#### [EXERCISE REQUIREMENTS]
Write the next part of the forum thread on proving that {x ∈ G : xHx⁻¹ ⊆ H} is a subgroup, picking up after its final sentence.

╭─ EXCERPTED TEXT

20
$\begingroup$

I found this problem in a textbook of abstract algebra:

Let $H$ be a subgroup of $G$. Prove that $\{x\in G:xHx^{-1}\subseteq H\}$ is a subgroup of $G$.

It's easy to prove that the set is closed under multiplication, but I'm stuck on proving that it is closed under inverses.

If $H$ is finite, say $H=\{a_1,\ldots,a_n\}$, suppose $x$ is an element of the set. Then $xa_1x^{-1},\ldots,xa_nx^{-1}$ are all distinct, hence they are exactly $a_1,\ldots,a_n$, in some order. Therefore any element $b\in H$ can be written as $xcx^{-1}$ for some $c\in H$, and hence $x^{-1}bx=x^{-1}(xcx^{-1})x=c$ is also in $H$. So $x^{-1}$ is also an element of the set.

However, the above method does not work if $H$ is infinite. The main idea is to prove that $x^{-1}ax\in H$ for every $a\in H$, given that $xax^{-1}\in H$ for every $a\in H$. I was trying to do some substitutions of $a$ to get the required result, but I can't seem to get the $x^{-1}$ to the left.

Any help would be appreciated. It may be worth mentioning that I just started learning this group theory thing for a few days, so please adjust your explanation accordingly.

Thanks in advance.

1 Answers 1

24

The reason you are having trouble proving it is that it is not true as stated.

For a heavy-handed example, let $G$ be the free group on $x$ and $y$, and let $H$ be the subgroup generated by all elements of the form $x^nyx^{-n}$ with $n\gt 0$.

Then for any $a\in H$ we have $xax^{-1}\in H$. However, $x^{-1}yx\notin H$, because any element of $H$ is a word that starts with a nonnegative power of $x$.

To fix the problem, you would need to require $xHx^{-1}=H$, rather than $xHx^{-1}\subseteq H$. Then your argument would go through in the infinite case as well.

╰─
╭─ DATA LINES

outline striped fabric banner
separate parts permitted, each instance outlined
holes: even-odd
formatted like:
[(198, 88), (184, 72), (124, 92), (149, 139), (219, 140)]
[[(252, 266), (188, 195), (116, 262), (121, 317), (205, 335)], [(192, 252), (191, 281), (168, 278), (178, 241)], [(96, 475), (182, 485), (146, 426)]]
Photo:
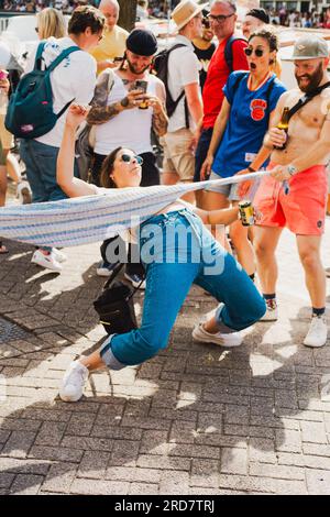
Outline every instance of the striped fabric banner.
[(268, 174), (262, 170), (194, 184), (109, 189), (99, 196), (4, 207), (0, 208), (0, 237), (55, 248), (99, 242), (142, 223), (186, 193)]

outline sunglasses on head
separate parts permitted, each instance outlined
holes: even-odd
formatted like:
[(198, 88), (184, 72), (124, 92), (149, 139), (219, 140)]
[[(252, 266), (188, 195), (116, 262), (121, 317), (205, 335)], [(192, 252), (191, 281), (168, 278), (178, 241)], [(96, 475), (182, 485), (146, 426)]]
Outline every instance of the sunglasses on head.
[(255, 50), (249, 48), (249, 47), (244, 48), (245, 56), (248, 57), (252, 56), (253, 52), (256, 55), (256, 57), (262, 57), (264, 55), (264, 51), (262, 48), (255, 48)]
[(132, 162), (132, 160), (136, 160), (136, 163), (139, 165), (142, 165), (143, 164), (143, 158), (141, 156), (138, 156), (138, 155), (131, 155), (131, 154), (122, 154), (120, 160), (127, 164), (130, 164)]
[(231, 14), (227, 14), (227, 15), (219, 14), (218, 16), (216, 16), (215, 14), (209, 14), (208, 19), (210, 20), (210, 22), (224, 23), (228, 18), (231, 18), (233, 15), (234, 15), (234, 12), (232, 12)]

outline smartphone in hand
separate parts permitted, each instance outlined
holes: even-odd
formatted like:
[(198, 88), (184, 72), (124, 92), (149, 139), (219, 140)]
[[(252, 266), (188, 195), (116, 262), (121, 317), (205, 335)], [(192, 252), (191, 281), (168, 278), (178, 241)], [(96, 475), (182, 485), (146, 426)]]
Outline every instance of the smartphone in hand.
[[(143, 91), (143, 94), (146, 94), (147, 90), (147, 80), (135, 80), (135, 89)], [(142, 102), (139, 105), (140, 110), (147, 110), (148, 106), (145, 100), (142, 100)]]

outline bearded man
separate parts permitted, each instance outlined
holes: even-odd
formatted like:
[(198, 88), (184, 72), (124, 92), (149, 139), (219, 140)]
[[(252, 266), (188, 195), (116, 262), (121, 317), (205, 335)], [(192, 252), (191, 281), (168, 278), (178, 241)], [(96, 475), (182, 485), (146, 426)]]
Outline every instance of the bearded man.
[[(314, 35), (297, 40), (292, 57), (297, 89), (279, 98), (274, 128), (264, 146), (270, 150), (271, 177), (263, 182), (254, 198), (262, 213), (255, 228), (254, 246), (257, 272), (267, 312), (263, 320), (277, 319), (275, 251), (285, 227), (296, 234), (299, 258), (312, 307), (312, 319), (304, 340), (307, 346), (327, 341), (326, 275), (320, 258), (321, 235), (327, 206), (326, 165), (330, 156), (330, 81), (327, 74), (329, 51), (324, 40)], [(299, 106), (297, 102), (300, 101)], [(288, 131), (278, 129), (285, 107), (292, 114)], [(293, 113), (292, 112), (292, 113)]]

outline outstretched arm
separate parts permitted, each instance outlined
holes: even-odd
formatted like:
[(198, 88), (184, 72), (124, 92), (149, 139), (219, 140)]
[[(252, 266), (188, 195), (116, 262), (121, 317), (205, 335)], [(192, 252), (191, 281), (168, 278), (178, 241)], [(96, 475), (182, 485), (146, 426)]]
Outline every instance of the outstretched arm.
[(221, 210), (201, 210), (200, 208), (194, 207), (193, 210), (200, 217), (205, 224), (223, 224), (227, 227), (239, 218), (239, 207), (224, 208)]
[(78, 125), (86, 119), (88, 107), (72, 105), (69, 107), (57, 156), (56, 182), (70, 198), (98, 194), (98, 188), (82, 179), (75, 178), (75, 141)]

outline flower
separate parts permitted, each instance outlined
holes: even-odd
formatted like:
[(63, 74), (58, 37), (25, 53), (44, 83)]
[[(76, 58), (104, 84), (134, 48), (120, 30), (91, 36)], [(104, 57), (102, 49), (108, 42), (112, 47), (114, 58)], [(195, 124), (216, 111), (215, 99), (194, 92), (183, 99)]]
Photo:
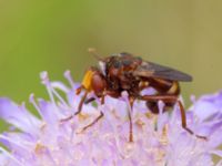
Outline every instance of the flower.
[[(11, 124), (0, 134), (0, 163), (3, 166), (221, 166), (213, 156), (222, 157), (222, 92), (192, 100), (186, 112), (189, 127), (208, 139), (189, 134), (181, 127), (180, 110), (163, 113), (159, 102), (159, 115), (151, 114), (144, 102), (135, 101), (132, 112), (133, 142), (129, 142), (129, 101), (127, 93), (120, 98), (107, 96), (103, 105), (99, 100), (85, 104), (82, 114), (70, 121), (61, 121), (77, 111), (82, 94), (75, 95), (79, 84), (73, 83), (70, 72), (64, 76), (70, 87), (51, 82), (47, 72), (41, 81), (49, 93), (49, 101), (30, 102), (39, 113), (34, 116), (9, 98), (0, 98), (0, 117)], [(62, 97), (61, 93), (67, 95)], [(90, 94), (93, 95), (93, 94)], [(82, 131), (98, 117), (98, 123)]]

╰─

#### [REPLY]
Okay, here's an example you can get your hands on (courtesy my Math 257 notes with T.Y. Lam, Spring 97):

Let $G$ be the group of all invertible $2\times 2$ matrices with coefficients in $\mathbb{Q}$, $G=\mathrm{GL}_2(\mathbb{Q})$.

Let $H$ be the subgroup given by $ H = \left\{\left.\left(\begin{array}{cc} 1 & m\\ 0 & 1\end{array}\right)\in G\ \right|\ m\in\mathbb{Z}\right\}.$ Let $x = \left(\begin{array}{cc} 2 & 0\\ 0 & 1\end{array}\right), \qquad x^{-1} = \left(\begin{array}{cc} \textstyle\frac{1}{2} & 0 \\ 0 & 1 \end{array}\right).$ Then for every $m\in\mathbb{Z}$ we have: $\begin{align*} \left(\begin{array}{cc} 2 & 0\\ 0 & 1\end{array}\right)\left(\begin{array}{cc}1 & m\\0 & 1\end{array}\right) \left(\begin{array}{cc}\textstyle\frac{1}{2}&0\\0&1\end{array}\right) &= \left(\begin{array}{cc} 2 & 2m\\0 & 1\end{array}\right)\left(\begin{array}{cc} \textstyle\frac{1}{2}&0\\0 & 1\end{array}\right)\\ &= \left(\begin{array}{cc} 1 & 2m\\ 0 & 1\end{array}\right)\in H. \end{align*}$ So $xHx^{-1}\subseteq H$. However, even though $ \left(\begin{array}{cc}1&1\\0&1\end{array}\right)\in H,$ we have $\begin{align*} x^{-1}\left(\begin{array}{cc}1&1\\0&1\end{array}\right)x &= \left(\begin{array}{cc} \textstyle\frac{1}{2} & 0\\0 &1\end{array}\right)\left(\begin{array}{cc}1 & 1\\ 0 & 1\end{array}\right)\left(\begin{array}{cc}2 & 0\\0&1\end{array}\right)\\ &= \left(\begin{array}{cc} \textstyle\frac{1}{2}&\textstyle\frac{1}{2}\\0&1\end{array}\right)\left(\begin{array}{cc}2&0\\0&1 \end{array}\right)\\ &= \left(\begin{array}{cc} 1 & \textstyle\frac{1}{2}\\0&1\end{array}\right)\notin H. \end{align*}$ So $x\in \{g\in G\mid ghg^{-1}\in H\text{ for all }h\in H\}$, but $x^{-1}\notin\{g\in G\mid ghg^{-1}\in H\text{ for all }h\in H\}$. So the set need not be closed under inverses.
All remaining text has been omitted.